• _WHAT THE EXERCISE ASKS_
Retype all of the entries word for word.

• _THE RECORDS_
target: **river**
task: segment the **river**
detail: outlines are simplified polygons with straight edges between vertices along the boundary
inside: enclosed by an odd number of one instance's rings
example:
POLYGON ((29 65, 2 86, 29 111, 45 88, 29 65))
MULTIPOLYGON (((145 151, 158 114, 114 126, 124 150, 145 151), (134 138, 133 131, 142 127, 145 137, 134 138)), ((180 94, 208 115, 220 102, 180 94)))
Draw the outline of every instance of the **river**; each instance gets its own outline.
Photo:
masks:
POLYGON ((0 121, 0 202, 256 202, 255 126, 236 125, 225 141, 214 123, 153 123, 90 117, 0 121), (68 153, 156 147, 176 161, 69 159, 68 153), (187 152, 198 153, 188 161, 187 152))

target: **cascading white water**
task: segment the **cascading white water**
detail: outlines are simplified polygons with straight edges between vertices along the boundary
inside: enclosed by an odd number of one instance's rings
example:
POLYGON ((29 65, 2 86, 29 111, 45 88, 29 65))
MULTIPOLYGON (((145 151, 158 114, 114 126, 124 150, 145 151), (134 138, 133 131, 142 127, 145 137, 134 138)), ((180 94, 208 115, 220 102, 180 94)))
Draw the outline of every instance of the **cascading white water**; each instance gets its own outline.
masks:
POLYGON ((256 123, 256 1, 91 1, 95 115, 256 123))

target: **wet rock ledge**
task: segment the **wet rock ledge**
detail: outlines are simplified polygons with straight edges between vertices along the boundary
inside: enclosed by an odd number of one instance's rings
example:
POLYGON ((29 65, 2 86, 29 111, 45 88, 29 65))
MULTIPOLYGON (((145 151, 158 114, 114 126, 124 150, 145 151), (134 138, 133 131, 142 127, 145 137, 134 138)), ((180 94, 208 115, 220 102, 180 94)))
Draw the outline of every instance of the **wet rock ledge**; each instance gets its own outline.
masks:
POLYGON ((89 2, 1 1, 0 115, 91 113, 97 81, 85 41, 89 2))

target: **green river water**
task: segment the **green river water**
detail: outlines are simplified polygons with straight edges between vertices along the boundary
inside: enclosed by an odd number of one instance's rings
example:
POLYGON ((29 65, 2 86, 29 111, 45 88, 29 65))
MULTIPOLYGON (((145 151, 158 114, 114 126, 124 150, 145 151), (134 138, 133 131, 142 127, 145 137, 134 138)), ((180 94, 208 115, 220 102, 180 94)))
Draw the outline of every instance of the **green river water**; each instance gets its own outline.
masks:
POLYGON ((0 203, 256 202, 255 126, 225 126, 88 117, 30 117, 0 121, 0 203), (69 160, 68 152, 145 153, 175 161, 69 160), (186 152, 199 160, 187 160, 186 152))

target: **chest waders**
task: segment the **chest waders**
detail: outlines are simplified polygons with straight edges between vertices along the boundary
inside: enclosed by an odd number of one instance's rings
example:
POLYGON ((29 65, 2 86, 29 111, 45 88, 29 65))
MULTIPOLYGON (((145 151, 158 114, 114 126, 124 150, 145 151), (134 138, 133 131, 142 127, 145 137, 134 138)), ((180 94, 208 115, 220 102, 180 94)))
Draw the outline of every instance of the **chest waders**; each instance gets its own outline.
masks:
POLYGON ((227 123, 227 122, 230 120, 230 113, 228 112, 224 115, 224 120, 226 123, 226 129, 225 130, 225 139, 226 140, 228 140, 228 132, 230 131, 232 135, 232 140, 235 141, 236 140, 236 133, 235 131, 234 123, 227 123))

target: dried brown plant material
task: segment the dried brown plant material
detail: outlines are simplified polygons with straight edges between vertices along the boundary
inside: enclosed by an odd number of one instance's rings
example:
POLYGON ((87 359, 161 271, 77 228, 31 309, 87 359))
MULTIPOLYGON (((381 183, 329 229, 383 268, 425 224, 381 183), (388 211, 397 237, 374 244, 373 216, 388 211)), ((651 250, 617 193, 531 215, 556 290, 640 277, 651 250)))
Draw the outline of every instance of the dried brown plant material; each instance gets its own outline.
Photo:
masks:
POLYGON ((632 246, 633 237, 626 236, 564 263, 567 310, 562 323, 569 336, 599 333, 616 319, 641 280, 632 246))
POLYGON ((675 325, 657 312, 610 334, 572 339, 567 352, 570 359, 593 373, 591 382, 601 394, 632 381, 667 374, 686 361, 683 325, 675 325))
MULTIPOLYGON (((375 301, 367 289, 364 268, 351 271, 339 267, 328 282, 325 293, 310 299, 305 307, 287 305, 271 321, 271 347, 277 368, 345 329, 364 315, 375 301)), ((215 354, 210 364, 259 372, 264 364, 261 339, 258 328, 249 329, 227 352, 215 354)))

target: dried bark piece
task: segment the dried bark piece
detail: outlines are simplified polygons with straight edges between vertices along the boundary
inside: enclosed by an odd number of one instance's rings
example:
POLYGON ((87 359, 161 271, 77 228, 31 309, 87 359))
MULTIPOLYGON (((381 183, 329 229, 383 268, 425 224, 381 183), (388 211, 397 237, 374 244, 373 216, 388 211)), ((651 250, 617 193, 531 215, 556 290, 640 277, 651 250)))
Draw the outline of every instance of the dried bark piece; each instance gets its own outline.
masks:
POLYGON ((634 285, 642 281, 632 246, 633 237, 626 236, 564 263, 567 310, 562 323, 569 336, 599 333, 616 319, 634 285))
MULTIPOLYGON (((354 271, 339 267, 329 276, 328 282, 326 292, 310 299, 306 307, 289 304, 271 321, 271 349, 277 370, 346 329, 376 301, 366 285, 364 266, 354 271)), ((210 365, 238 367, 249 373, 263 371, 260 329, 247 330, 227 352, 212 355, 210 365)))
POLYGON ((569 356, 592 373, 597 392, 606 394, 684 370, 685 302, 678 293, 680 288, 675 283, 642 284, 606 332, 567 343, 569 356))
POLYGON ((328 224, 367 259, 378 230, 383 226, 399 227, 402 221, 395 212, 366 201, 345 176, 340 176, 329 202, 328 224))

• _CORRECT ANSWER_
target: **river**
task: segment the **river**
detail: outlines are simplified polygons with straight edges between vertices along the boundary
inside: enclosed by an odd number of one instance's rings
example:
POLYGON ((29 65, 2 86, 29 111, 45 88, 29 65))
MULTIPOLYGON (((145 151, 158 114, 114 126, 124 150, 145 151), (134 138, 133 131, 142 127, 145 137, 134 138)), ((180 94, 208 115, 220 102, 180 94)))
Draw the outline of every instance of the **river**; each instance gets its own outline.
Photo:
masks:
POLYGON ((0 121, 0 202, 256 202, 255 126, 236 125, 225 141, 214 123, 153 123, 90 117, 0 121), (68 153, 156 147, 176 161, 69 159, 68 153), (187 152, 198 153, 188 161, 187 152))

target: **cascading white water**
task: segment the **cascading white water**
detail: outlines are simplified polygons with straight edges between vertices along the boundary
inside: enclosed by an odd number of one instance's rings
example:
POLYGON ((29 65, 2 86, 29 111, 45 88, 29 65))
MULTIPOLYGON (((145 151, 158 114, 114 126, 124 150, 145 151), (134 138, 133 131, 142 127, 145 137, 134 138)), ((180 94, 208 115, 220 102, 180 94)))
Draw the outline of every instance of the **cascading white water**; each instance gets its own outline.
masks:
POLYGON ((256 123, 256 1, 91 1, 95 115, 256 123))

target: **wet rock ledge**
task: segment the **wet rock ledge**
detail: outlines are simplified polygons with straight edges between vertices along the boundary
inside: enclosed by an odd number of one instance's rings
example:
POLYGON ((29 65, 2 86, 29 111, 45 88, 29 65))
MULTIPOLYGON (((145 151, 158 114, 114 126, 124 150, 145 151), (134 138, 133 131, 142 127, 145 137, 134 138)), ((180 94, 208 115, 220 102, 180 94)))
Draw the outline of every instance of the **wet rock ledge**; each instance gets its own outline.
masks:
POLYGON ((89 2, 1 1, 0 115, 91 113, 97 81, 85 41, 89 2))

target: **green river water**
task: segment the **green river water**
detail: outlines are simplified polygons with straight edges between vertices along the boundary
inside: enclosed by an odd number of one instance's rings
example:
POLYGON ((29 65, 2 86, 29 111, 45 88, 29 65))
MULTIPOLYGON (((145 151, 158 114, 114 126, 124 150, 145 151), (134 138, 133 131, 142 127, 145 137, 134 138)), ((180 94, 208 115, 220 102, 180 94)))
Draw the outline of every instance of the **green river water**; each instance gets its own outline.
masks:
POLYGON ((0 203, 256 202, 255 126, 225 126, 88 117, 30 117, 0 121, 0 203), (69 160, 68 152, 145 153, 175 161, 69 160), (186 152, 199 160, 187 160, 186 152))

target: **chest waders**
task: segment the **chest waders**
detail: outlines are simplified polygons with straight edges between vertices along the boundary
inside: enclosed by an odd number of one instance's rings
example:
POLYGON ((29 65, 2 86, 29 111, 45 88, 29 65))
MULTIPOLYGON (((145 151, 158 114, 114 126, 124 150, 145 151), (134 138, 133 131, 142 127, 145 137, 134 138)), ((180 94, 208 115, 220 102, 180 94)))
Draw the outline of every instance of the **chest waders**; each instance gets its own outline.
masks:
POLYGON ((227 123, 227 122, 230 120, 230 113, 228 112, 224 115, 224 120, 226 123, 226 129, 225 130, 225 139, 226 140, 228 140, 228 132, 230 131, 232 135, 232 140, 235 141, 236 140, 236 133, 235 131, 234 123, 227 123))

target: dried brown plant material
task: segment the dried brown plant material
detail: outlines are simplified polygons with straight edges between vertices along the boundary
inside: enclosed by an odd number of one instance's rings
example:
POLYGON ((87 359, 161 271, 77 228, 31 309, 87 359))
MULTIPOLYGON (((381 183, 329 229, 383 268, 425 224, 381 183), (388 211, 397 237, 374 244, 373 216, 388 211)), ((651 250, 617 193, 531 215, 556 290, 640 277, 651 250)))
Draw the outline of every instance of the dried brown plant material; each instance gets its own outline.
Photo:
masks:
POLYGON ((632 246, 633 237, 626 236, 564 263, 567 310, 562 323, 569 336, 599 333, 616 319, 641 280, 632 246))
POLYGON ((675 325, 657 312, 610 334, 572 339, 567 352, 570 359, 593 373, 591 382, 601 394, 632 381, 667 374, 686 361, 683 325, 675 325))
MULTIPOLYGON (((375 301, 367 289, 364 268, 351 271, 339 267, 328 282, 325 293, 310 299, 305 307, 287 305, 271 321, 271 347, 277 368, 345 329, 364 315, 375 301)), ((215 354, 210 364, 259 372, 264 364, 261 339, 258 328, 249 329, 227 352, 215 354)))

target: dried bark piece
task: segment the dried bark piece
detail: outlines are simplified polygons with straight edges between vertices along the boundary
inside: enclosed by an odd number of one instance's rings
example:
POLYGON ((87 359, 161 271, 77 228, 31 309, 87 359))
MULTIPOLYGON (((381 183, 329 229, 383 268, 425 224, 381 183), (388 211, 397 237, 374 244, 373 216, 388 211)), ((651 250, 617 193, 531 215, 556 290, 640 277, 651 250)))
Draw the outline of every instance of the dried bark piece; each instance gets its own outline.
masks:
POLYGON ((634 285, 642 281, 632 246, 633 237, 626 236, 564 263, 567 310, 562 323, 569 336, 599 333, 616 319, 634 285))
MULTIPOLYGON (((354 271, 339 267, 329 276, 328 282, 326 292, 310 299, 306 307, 289 304, 271 321, 271 349, 277 370, 346 329, 376 301, 366 285, 364 266, 354 271)), ((210 365, 238 367, 249 373, 263 371, 260 329, 247 330, 227 352, 212 355, 210 365)))
POLYGON ((569 356, 592 373, 597 392, 606 394, 684 370, 685 302, 678 293, 680 288, 675 283, 642 284, 606 332, 567 343, 569 356))
POLYGON ((328 224, 367 259, 378 230, 383 226, 399 227, 402 221, 395 212, 366 201, 345 176, 340 176, 329 202, 328 224))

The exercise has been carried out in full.